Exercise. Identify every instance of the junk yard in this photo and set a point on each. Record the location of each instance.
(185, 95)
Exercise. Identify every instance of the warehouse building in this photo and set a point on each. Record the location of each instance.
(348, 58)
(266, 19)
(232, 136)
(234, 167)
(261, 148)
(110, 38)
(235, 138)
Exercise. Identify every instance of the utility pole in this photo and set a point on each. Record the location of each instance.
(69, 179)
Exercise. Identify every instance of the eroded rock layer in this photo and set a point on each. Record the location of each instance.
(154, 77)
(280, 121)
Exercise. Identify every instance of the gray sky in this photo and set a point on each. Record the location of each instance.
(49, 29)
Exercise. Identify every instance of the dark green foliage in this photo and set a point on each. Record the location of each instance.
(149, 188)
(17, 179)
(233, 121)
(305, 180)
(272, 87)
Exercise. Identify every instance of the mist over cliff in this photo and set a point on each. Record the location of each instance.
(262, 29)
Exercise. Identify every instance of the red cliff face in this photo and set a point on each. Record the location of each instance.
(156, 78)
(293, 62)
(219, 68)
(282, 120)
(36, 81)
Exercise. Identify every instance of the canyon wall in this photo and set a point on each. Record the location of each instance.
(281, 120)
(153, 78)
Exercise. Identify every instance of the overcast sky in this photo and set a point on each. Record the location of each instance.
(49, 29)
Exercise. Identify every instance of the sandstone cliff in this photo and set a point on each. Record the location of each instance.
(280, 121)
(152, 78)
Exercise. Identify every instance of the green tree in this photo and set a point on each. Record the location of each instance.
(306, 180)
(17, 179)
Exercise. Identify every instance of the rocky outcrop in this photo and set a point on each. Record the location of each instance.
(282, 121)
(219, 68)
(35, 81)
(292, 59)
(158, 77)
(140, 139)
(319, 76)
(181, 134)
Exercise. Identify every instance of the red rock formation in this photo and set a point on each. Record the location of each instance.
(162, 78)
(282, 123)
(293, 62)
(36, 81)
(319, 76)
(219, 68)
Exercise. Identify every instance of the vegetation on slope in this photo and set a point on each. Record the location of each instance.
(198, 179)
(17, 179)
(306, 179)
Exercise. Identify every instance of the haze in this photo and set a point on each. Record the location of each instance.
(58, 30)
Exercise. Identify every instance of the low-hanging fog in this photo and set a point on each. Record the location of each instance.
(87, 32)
--------------------
Reproduce all of the records above word for word, without changing a single line.

▸ Correct output:
Exercise. Identify every instance of the junk yard in this photo and set a point on each. Record the location of each instance.
(185, 95)
Exercise. Identify every instance of the warehouse building in this photo and set a point on each. Record the location of each instance.
(348, 58)
(266, 19)
(232, 136)
(234, 167)
(261, 148)
(110, 38)
(235, 138)
Exercise. Identify every instance of the utility pole in this photo and set a point on each. Record the location of each instance.
(69, 179)
Exercise. Identify every instance of the eroded rock layer in this photo and set a point on each. Record the location of each instance.
(154, 77)
(280, 121)
Exercise. Identify every instance of the gray sky in this photo and set a point on each. Record the location of each instance.
(49, 29)
Exercise. Identify every instance of the dark green foliage in this photo and set a point on each. Record the location of each instance.
(149, 188)
(17, 179)
(233, 121)
(305, 180)
(272, 87)
Exercise. Identify every instance of the mist over cliff in this photo and set a point on each. Record the location of each instance.
(262, 29)
Exercise. Identify every instance of the red cliff face in this photo and set a point on each. Record the location of each instance.
(156, 78)
(293, 62)
(219, 68)
(282, 120)
(36, 81)
Exercise. Identify every instance of the canyon wall in this photo and set a point on each. Record the location of each instance.
(281, 120)
(153, 78)
Exercise. Identify every instance of the overcast sky in this photo and set a point on each. Record the location of each instance.
(49, 29)
Exercise. Identify every instance of the sandstone cliff in this photo and set a point on each. Record the location of each instance.
(280, 121)
(152, 78)
Exercise. Identify every instance of the green tree in this photo and set a point on each. Record the location of each instance.
(306, 180)
(17, 179)
Exercise. Identify every instance of the rocky outcrop in this photo and set a point on each. Record the location of each instance.
(282, 121)
(219, 68)
(35, 81)
(292, 59)
(158, 77)
(140, 139)
(319, 76)
(181, 134)
Exercise. Identify every instance of the red rock formation in this photo and set a point on each. Record the location of each instance.
(162, 78)
(282, 123)
(293, 62)
(36, 81)
(319, 76)
(219, 68)
Exercise. Identify every instance of the vegetation on slope in this photo and set a point on each. Record the location of each instance.
(198, 179)
(17, 179)
(306, 179)
Exercise. Identify every instance of the haze in this photo and set a point on each. Record the location of each instance.
(58, 30)
Exercise. Identify every instance of the low-hanging fog in this photo and set a point on each. Record the location of each instance.
(87, 32)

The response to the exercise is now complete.